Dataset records
"""

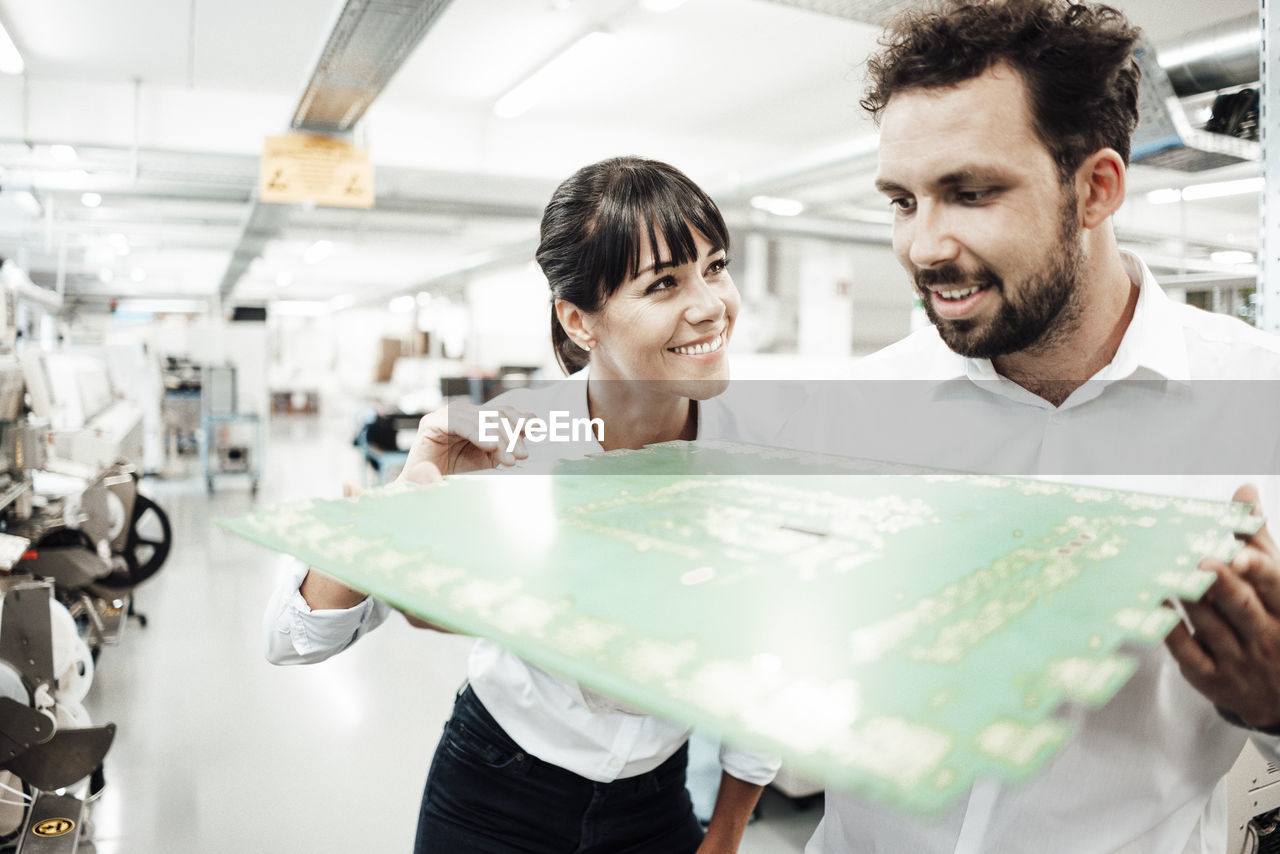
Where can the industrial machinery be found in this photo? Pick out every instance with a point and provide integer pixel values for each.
(231, 441)
(76, 539)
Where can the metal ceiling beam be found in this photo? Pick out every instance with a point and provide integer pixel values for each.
(368, 45)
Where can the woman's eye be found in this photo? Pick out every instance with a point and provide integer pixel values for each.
(664, 283)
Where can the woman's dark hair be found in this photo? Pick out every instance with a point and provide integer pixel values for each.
(595, 227)
(1075, 59)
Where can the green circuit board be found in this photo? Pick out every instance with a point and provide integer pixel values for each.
(899, 634)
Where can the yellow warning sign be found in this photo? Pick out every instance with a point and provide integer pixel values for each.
(54, 827)
(328, 172)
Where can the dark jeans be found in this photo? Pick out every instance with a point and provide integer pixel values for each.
(485, 795)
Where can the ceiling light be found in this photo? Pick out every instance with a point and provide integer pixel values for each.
(1215, 190)
(1166, 196)
(1219, 46)
(1243, 187)
(10, 60)
(554, 74)
(318, 251)
(777, 206)
(1232, 256)
(26, 202)
(163, 306)
(300, 307)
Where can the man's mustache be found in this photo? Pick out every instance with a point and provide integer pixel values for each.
(952, 274)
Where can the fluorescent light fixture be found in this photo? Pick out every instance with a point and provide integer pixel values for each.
(1232, 256)
(1166, 196)
(1243, 187)
(777, 206)
(1216, 190)
(27, 202)
(301, 307)
(10, 60)
(1239, 40)
(554, 74)
(318, 251)
(163, 306)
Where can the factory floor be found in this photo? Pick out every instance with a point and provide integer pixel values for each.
(218, 750)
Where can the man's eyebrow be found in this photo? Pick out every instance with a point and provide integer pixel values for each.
(970, 174)
(964, 176)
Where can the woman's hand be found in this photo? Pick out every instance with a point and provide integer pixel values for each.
(451, 441)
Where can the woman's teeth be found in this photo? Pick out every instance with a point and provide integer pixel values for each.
(700, 350)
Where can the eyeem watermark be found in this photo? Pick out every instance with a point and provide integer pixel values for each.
(560, 427)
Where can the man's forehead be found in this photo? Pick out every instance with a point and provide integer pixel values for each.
(979, 126)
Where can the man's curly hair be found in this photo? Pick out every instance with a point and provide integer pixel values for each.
(1075, 59)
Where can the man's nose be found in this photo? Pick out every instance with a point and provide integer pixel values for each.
(932, 241)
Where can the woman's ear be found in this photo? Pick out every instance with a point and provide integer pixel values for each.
(576, 323)
(1100, 186)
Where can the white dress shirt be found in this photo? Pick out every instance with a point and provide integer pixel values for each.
(1138, 773)
(551, 717)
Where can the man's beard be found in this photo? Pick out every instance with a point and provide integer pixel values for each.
(1043, 310)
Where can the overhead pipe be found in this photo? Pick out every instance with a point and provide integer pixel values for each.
(1215, 58)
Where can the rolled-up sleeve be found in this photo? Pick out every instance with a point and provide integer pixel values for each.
(298, 635)
(749, 767)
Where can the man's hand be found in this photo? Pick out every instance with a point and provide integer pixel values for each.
(448, 442)
(1234, 656)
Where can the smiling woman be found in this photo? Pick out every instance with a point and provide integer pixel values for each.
(643, 310)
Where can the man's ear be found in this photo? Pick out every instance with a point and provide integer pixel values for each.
(1100, 187)
(576, 323)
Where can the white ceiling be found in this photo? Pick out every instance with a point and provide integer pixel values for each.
(168, 101)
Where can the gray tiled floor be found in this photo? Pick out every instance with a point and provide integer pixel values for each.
(218, 750)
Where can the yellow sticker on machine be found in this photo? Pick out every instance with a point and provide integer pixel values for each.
(319, 169)
(54, 827)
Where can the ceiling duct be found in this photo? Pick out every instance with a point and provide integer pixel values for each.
(1220, 56)
(368, 45)
(1165, 136)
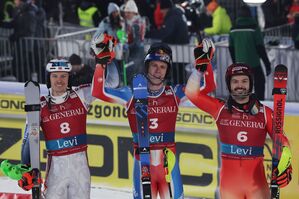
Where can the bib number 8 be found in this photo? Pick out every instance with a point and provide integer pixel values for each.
(65, 128)
(242, 136)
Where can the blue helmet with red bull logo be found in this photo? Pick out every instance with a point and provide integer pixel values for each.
(159, 52)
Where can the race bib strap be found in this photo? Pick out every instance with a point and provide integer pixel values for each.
(231, 149)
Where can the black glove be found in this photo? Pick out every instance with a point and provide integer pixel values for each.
(203, 54)
(29, 178)
(102, 47)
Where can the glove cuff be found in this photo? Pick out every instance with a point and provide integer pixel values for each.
(202, 61)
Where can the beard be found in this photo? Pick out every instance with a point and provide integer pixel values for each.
(240, 93)
(155, 80)
(115, 21)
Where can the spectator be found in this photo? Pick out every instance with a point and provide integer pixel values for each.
(8, 9)
(114, 25)
(81, 73)
(24, 20)
(273, 16)
(135, 29)
(174, 29)
(246, 45)
(221, 23)
(88, 13)
(293, 10)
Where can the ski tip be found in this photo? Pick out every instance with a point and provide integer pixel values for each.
(281, 68)
(31, 81)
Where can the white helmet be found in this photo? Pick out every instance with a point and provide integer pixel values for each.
(59, 65)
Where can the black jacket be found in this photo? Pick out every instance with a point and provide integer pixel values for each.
(174, 29)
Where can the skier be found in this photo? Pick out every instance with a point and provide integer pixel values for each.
(243, 123)
(163, 102)
(63, 121)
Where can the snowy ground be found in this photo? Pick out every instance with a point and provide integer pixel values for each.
(10, 186)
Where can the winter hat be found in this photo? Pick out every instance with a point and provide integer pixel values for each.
(75, 59)
(212, 6)
(164, 4)
(131, 7)
(112, 7)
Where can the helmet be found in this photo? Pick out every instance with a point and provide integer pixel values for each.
(238, 69)
(159, 52)
(58, 65)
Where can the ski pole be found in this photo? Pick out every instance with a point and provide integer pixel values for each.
(12, 171)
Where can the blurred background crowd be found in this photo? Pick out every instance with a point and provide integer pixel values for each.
(34, 31)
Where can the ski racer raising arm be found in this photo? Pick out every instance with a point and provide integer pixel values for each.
(63, 121)
(163, 102)
(243, 123)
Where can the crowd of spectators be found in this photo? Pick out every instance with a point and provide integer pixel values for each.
(170, 21)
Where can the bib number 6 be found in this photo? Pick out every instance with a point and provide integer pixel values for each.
(242, 136)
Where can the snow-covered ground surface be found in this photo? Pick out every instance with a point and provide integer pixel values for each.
(10, 186)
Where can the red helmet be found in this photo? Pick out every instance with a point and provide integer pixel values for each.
(238, 69)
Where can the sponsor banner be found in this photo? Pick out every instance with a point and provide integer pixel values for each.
(111, 156)
(106, 113)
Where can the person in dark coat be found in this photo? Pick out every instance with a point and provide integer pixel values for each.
(174, 29)
(246, 45)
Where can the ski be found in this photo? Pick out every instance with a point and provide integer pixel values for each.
(32, 108)
(279, 97)
(141, 102)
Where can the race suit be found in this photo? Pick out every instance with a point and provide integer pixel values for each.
(162, 112)
(242, 138)
(64, 126)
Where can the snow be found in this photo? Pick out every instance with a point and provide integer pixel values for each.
(11, 186)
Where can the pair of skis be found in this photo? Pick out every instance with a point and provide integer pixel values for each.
(32, 108)
(279, 98)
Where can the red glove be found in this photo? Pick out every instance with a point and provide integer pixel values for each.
(284, 178)
(203, 54)
(102, 47)
(29, 178)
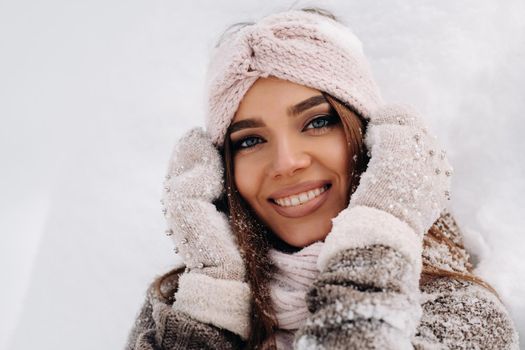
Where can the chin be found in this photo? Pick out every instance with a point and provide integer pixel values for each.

"""

* _PROBLEM STATEMENT_
Format the listing from the line containing "Where can the ski be" through the end of the listing as a JSON list of strings, one string per line. Leave out blank lines and pictures.

* _WRITTEN SOLUTION_
[
  "Where can the ski be found in this photo? Pick out every instance with a point and provide integer pixel values for each.",
  "(32, 108)",
  "(279, 97)",
  "(141, 102)",
  "Where can the race suit be found in this photo? Pick out every instance with a point and provide integer pixel values for each.",
  "(162, 112)",
  "(242, 138)",
  "(64, 126)",
  "Where can the snow be found in this photo? Pick out every instance with a point and provide integer pixel values for each.",
  "(11, 186)",
  "Where can the pair of skis be found in this photo? Pick out every instance with a point and provide integer pixel values for each.",
  "(32, 108)",
  "(279, 98)",
  "Where can the red glove be found in this photo? Pick out every instance with a point and provide integer pixel values for each.",
  "(284, 178)",
  "(203, 54)",
  "(102, 47)",
  "(29, 178)",
  "Where can the chin be found in this photo? Pick out every instance with a point and provide integer pixel values for each."
]